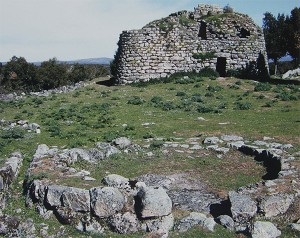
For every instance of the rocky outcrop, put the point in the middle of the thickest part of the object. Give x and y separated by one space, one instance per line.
8 173
188 41
264 229
145 203
196 218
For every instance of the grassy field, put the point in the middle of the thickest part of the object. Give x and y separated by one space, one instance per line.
176 110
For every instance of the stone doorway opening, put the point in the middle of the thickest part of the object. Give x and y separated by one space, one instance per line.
221 66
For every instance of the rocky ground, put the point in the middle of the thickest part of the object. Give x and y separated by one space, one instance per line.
150 202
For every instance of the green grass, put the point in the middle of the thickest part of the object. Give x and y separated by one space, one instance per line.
98 113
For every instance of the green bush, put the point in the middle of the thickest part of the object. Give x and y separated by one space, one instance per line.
204 109
13 133
243 105
196 98
156 99
135 100
167 106
214 88
180 94
111 135
262 87
285 96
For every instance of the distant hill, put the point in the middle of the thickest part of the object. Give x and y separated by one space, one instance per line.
103 61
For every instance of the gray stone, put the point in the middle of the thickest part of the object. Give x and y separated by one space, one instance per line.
226 221
89 224
161 225
54 193
275 205
291 74
264 229
122 142
155 202
231 138
76 199
295 226
114 180
41 151
124 223
236 144
106 201
243 208
212 140
87 178
156 180
193 219
79 154
107 149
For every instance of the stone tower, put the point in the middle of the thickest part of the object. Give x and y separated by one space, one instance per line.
189 41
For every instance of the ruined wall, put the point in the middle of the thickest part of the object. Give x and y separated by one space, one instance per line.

_ _ _

Reproduce the data above verbatim, starting at the line that contains "For every instance of the stone tower, put" and continuing through the final line of the data, both included.

• WRITTEN ANSWER
For every instance of the stone tower, put the point in the middle of the thickest part of the object. Give x and y separated by one space, one instance per line.
189 41
For every instance of the ruined wall, put the point in the middle of the thickest part of the object. Give x and y separated by one space, one instance per line.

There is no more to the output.